● **Written exercise**
Starting at the line that contains "Identify the woman in", return the rows below word for word, through the final line of the rows, with both ends included.

● **Dataset records**
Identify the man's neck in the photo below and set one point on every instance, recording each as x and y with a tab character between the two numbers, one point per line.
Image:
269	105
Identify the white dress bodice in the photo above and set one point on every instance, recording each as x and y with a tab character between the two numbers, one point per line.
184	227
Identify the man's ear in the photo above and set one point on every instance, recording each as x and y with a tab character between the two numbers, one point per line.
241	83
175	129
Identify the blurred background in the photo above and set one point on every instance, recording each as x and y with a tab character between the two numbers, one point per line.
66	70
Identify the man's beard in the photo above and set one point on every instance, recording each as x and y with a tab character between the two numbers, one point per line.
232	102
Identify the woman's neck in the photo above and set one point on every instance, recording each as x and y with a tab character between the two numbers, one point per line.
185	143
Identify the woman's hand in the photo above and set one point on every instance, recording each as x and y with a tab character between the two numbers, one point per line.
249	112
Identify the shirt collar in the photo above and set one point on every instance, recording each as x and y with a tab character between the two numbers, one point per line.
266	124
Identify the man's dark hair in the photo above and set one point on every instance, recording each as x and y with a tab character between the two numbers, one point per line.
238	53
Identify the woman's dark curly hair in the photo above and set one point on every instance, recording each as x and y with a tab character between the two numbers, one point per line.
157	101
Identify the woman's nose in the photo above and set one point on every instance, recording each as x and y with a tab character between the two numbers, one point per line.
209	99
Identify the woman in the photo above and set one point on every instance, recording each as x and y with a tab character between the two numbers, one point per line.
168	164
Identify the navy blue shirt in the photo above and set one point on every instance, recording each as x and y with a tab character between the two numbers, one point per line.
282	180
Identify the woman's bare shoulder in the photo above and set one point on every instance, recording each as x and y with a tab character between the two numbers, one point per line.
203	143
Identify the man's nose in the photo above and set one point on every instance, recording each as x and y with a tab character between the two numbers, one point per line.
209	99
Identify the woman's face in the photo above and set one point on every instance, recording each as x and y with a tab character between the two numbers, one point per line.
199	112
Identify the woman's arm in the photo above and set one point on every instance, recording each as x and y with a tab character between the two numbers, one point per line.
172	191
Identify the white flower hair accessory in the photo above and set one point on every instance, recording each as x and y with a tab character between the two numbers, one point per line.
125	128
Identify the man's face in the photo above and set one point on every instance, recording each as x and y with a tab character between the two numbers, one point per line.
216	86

● **Response to this task**
Identify the woman in the photo above and set one point on every instance, recording each as x and y with a tab character between the two numbers, one point per line.
168	164
Identify the navy blue shirt in the photo above and set one point on every instance, recording each as x and y with a tab character between the two numbers, one point per line.
282	180
Identify the woman's bare shoulder in the photo above and set one point on every instance, recording each as x and y with a tab character between the two numbers, one point per line.
203	143
Identify the man's nose in the photo above and set one point on every instance, recording each as x and y with a tab character between the two numbers, one point per line.
209	99
Identify the woman's face in the photo above and set one point on every instance, recording each as x and y with a tab character between the two numbers, one point per line.
199	112
Identify the woman's arm in the photo above and set one point on every instance, recording each as x and y with a tab character between the two numbers, one point per line.
172	191
Identify the white flower hair accessory in the photo above and set one point on every instance, recording each as x and y with a tab character between the two numbers, one point per line.
125	128
Identify the man's face in the photo above and set one point on every instance, recording each as x and y with a tab character between the two numbers, one point per line.
216	86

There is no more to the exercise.